▶ [Your goal] Would you repeat the material word for word, beginning at its very first line and stopping after the line that contains "column 310, row 331"?

--- START Records for this task ---

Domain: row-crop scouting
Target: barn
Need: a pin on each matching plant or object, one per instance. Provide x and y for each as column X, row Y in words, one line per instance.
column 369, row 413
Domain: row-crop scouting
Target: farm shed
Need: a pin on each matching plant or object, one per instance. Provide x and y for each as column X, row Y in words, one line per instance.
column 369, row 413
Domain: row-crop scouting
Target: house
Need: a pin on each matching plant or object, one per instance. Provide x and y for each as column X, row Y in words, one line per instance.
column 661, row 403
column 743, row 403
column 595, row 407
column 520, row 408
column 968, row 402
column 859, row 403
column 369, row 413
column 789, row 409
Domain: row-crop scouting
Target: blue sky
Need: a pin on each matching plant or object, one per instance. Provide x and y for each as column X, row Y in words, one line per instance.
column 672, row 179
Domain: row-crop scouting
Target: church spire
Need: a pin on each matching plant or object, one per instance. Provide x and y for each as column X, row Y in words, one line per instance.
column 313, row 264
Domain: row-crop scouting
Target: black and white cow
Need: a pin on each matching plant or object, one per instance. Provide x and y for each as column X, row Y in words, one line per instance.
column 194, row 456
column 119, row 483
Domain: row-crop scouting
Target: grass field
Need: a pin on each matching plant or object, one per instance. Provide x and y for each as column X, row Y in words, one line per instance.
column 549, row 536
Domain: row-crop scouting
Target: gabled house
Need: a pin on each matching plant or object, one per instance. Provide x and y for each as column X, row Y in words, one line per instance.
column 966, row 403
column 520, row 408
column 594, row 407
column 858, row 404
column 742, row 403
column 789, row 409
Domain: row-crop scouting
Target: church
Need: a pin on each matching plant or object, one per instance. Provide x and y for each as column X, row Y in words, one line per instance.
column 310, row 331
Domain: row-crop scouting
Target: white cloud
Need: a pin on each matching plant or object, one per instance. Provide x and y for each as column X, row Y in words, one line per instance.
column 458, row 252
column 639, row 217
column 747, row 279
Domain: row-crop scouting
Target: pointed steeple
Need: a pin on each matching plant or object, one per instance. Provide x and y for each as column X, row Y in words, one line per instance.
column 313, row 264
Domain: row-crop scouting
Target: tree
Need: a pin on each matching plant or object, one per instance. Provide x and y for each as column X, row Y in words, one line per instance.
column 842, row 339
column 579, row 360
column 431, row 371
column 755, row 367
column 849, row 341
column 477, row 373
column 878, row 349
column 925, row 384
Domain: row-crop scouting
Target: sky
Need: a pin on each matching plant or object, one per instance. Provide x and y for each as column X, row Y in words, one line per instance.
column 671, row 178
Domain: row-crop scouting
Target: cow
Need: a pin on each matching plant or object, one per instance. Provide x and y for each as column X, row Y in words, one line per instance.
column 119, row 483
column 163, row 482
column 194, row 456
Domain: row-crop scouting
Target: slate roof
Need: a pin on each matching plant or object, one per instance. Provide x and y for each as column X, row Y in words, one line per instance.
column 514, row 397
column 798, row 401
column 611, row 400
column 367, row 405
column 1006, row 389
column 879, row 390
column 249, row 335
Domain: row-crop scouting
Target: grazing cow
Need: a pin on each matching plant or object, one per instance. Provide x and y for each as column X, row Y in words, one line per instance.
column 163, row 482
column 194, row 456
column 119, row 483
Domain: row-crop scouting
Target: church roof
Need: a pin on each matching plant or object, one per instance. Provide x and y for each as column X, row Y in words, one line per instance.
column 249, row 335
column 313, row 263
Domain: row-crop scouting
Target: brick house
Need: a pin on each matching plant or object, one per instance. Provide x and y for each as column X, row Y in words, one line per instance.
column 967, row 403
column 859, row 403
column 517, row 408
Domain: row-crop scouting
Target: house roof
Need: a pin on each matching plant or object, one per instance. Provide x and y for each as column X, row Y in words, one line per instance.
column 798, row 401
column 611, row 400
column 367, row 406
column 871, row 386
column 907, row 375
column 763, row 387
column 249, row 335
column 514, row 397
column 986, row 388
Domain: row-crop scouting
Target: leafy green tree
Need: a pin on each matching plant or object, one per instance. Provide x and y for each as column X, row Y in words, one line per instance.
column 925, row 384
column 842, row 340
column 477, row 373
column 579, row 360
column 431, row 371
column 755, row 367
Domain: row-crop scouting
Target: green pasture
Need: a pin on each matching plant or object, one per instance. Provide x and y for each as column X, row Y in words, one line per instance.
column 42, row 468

--- END Records for this task ---

▶ [Final result]
Domain: row-crop scouting
Target: barn
Need: a pin on each matching plant or object, one per instance. Provide x and y for each as column X, row Y in words, one line per instance.
column 369, row 413
Domain: row-crop scouting
Target: farm shed
Need: a pin on each matching plant or object, one per instance. Provide x and y for each as column X, row Y in words, one line per instance.
column 369, row 413
Domain: row-crop scouting
Target: house
Need: a pin on each matching plant or object, one per instance. Provide x and y for each as column X, row Y in words, one line per instance.
column 661, row 403
column 743, row 403
column 595, row 407
column 520, row 408
column 968, row 402
column 859, row 403
column 369, row 413
column 789, row 409
Domain: row-crop scouting
Target: blue sky
Need: a pin on each matching plant or object, one per instance. Provide x and y for each as column X, row Y in words, one line per instance.
column 672, row 179
Domain: row-crop scouting
Target: church spire
Need: a pin on each matching plant or object, one per instance. Provide x and y for each as column X, row Y in words, one line per instance.
column 313, row 264
Domain: row-crop scouting
Target: black and white cow
Need: a pin on each matching plant or object, one per instance. Provide x and y for each as column X, row Y in words, one line per instance.
column 194, row 456
column 119, row 483
Domain: row-crop scouting
Target: grass field
Need: a pin on each matching plant or object, one per instance. Provide x and y for each as column X, row Y in words, one line per instance.
column 549, row 536
Domain: row-crop scouting
Target: gabled house
Need: a pin on each matching plant or object, one per instance. Provide x and y for each as column X, row Y in words, one line per instance.
column 966, row 403
column 520, row 408
column 594, row 407
column 858, row 404
column 742, row 403
column 789, row 409
Domain: row-crop scouting
Target: church
Need: a pin on each matching plant or object, one per instance. Provide x and y for each as column X, row Y in words, one line per instance.
column 310, row 331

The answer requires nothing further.